Information provided:
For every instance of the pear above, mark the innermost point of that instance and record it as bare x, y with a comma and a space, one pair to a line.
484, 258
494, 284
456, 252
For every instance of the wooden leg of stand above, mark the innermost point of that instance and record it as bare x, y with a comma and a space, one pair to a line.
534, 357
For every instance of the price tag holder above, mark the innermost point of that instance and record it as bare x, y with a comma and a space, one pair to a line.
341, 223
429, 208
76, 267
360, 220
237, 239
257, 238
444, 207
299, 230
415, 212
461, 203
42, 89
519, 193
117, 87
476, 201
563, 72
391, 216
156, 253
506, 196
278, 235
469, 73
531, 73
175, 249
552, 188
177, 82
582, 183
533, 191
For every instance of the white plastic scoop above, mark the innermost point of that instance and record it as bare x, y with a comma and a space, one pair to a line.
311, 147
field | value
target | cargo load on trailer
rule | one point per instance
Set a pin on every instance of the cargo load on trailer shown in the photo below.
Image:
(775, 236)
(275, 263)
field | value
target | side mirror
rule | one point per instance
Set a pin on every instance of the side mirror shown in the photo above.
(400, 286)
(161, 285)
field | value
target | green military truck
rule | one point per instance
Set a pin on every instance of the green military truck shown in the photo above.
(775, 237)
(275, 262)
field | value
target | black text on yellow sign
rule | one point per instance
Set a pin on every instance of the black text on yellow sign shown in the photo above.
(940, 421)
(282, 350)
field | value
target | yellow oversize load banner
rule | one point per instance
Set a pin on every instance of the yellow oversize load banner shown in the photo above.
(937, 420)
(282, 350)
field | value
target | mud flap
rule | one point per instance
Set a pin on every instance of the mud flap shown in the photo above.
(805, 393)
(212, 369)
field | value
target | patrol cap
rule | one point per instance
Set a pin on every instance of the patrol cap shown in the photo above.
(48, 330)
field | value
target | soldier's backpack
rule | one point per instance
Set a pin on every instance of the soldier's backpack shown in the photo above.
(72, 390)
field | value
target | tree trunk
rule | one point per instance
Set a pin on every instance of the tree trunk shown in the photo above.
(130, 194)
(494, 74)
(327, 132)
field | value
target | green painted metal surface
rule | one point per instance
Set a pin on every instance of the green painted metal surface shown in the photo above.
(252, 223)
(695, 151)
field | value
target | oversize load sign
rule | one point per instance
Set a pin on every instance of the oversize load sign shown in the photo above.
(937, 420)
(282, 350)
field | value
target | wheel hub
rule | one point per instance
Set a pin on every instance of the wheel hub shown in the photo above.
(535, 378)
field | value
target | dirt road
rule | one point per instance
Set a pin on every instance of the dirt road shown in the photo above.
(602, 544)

Activity:
An exact reproduction of all the records is required.

The answer:
For every instance of the pear above, mark the innermost point of that instance and record it as bare x, y with a comma and a space, one pair to a line.
484, 258
494, 284
456, 252
For every instance of the wooden leg of stand above, mark the innermost point of that instance and record it as bare x, y with a comma and a space, one pair to a line.
534, 357
For every instance of the price tag holder above, mark the innermost point of that instance and record it as bare x, y with a comma and a space, one pair to a line.
341, 223
429, 208
76, 267
360, 220
237, 239
257, 238
444, 207
299, 230
415, 212
461, 203
42, 89
519, 193
117, 87
476, 201
563, 72
391, 216
156, 253
506, 196
278, 235
469, 73
531, 73
175, 249
552, 188
177, 82
582, 183
533, 191
For every instance of the white plastic scoop above, mark the innermost point of that instance and record it as bare x, y with a comma and a space, one pair to a line.
311, 147
field | value
target | cargo load on trailer
rule | one point per instance
Set a pin on every instance of the cargo load on trailer shown in the photo below.
Image:
(775, 236)
(275, 263)
field | value
target | side mirror
rule | one point per instance
Set a pin on every instance of the side mirror shown in the photo above.
(400, 286)
(161, 285)
field | value
target | green military truck
rule | one point per instance
Set a pin on every instance of the green military truck shown in the photo above.
(775, 237)
(275, 262)
field | value
target | black text on yellow sign
rule | one point per instance
Set a pin on every instance of the black text on yellow sign shown in the photo above.
(940, 421)
(282, 350)
field | value
target | yellow oversize load banner
rule | one point per instance
Set a pin on every instance of the yellow oversize load banner shown in the photo above.
(937, 420)
(282, 350)
field | value
target | mud flap
rule | one point per instance
Set a pin on every instance of the mud flap shown in the photo above.
(805, 393)
(212, 369)
field | value
target | patrol cap
rule | one point per instance
Set a pin on every instance of the patrol cap shown in the photo above.
(48, 330)
field | value
target | soldier's backpack
rule | one point per instance
Set a pin on every instance of the soldier's backpack shown in the photo above.
(72, 390)
field | value
target | tree trunk
rule | one point per instance
Set a pin on every instance of the tree trunk shown in the photo above.
(130, 194)
(494, 74)
(327, 132)
field | value
target | green painted metal surface
rule | one point per instance
Set a pin on every instance of the green painted metal surface shown in the photo above.
(252, 223)
(695, 151)
field | value
target | oversize load sign
rule | one point per instance
Set a pin on every instance of the oversize load sign shown in the photo above.
(937, 420)
(282, 350)
field | value
target | wheel hub
rule | one point per instance
Set a pin on every instance of the wheel hub shown in the photo above.
(535, 378)
field | value
target | dirt road
rule | one point per instance
Set a pin on every instance of the dirt road shown in the photo above.
(602, 544)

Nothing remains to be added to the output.